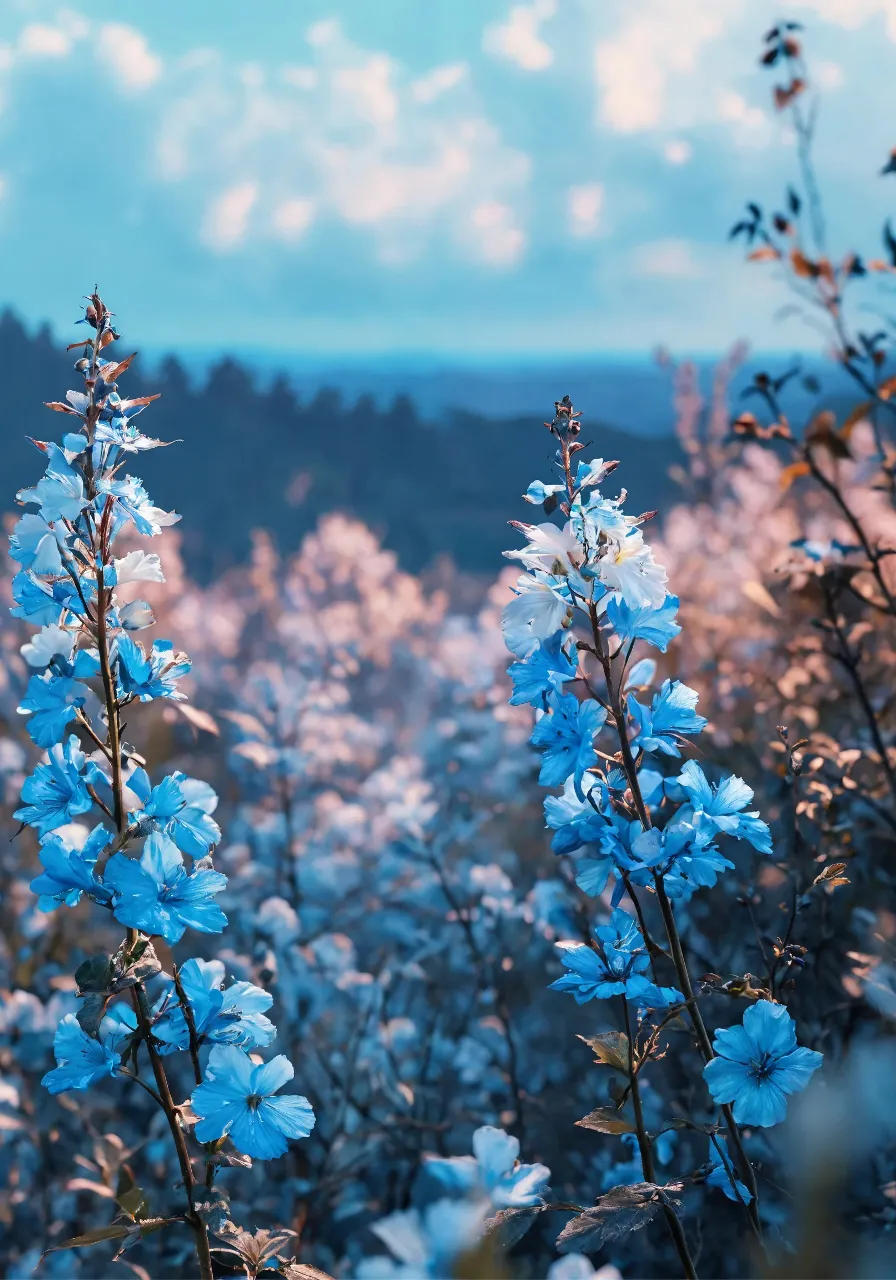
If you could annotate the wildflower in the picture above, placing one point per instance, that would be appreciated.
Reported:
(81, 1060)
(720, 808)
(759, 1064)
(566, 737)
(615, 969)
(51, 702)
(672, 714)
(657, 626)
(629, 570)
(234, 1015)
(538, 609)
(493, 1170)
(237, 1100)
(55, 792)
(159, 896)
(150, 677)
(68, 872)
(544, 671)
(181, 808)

...

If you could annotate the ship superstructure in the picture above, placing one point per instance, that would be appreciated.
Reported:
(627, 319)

> Requirements: Could you collect every line above that contains the string "placing" and copy each of those lines in full? Case counts.

> Answer to this task:
If you could annotate the wildflower in the picture above, placing one point per instance, that would be appreciated.
If you could annotate the ship superstructure in the picture above, placing one point per instance, that would be appreciated.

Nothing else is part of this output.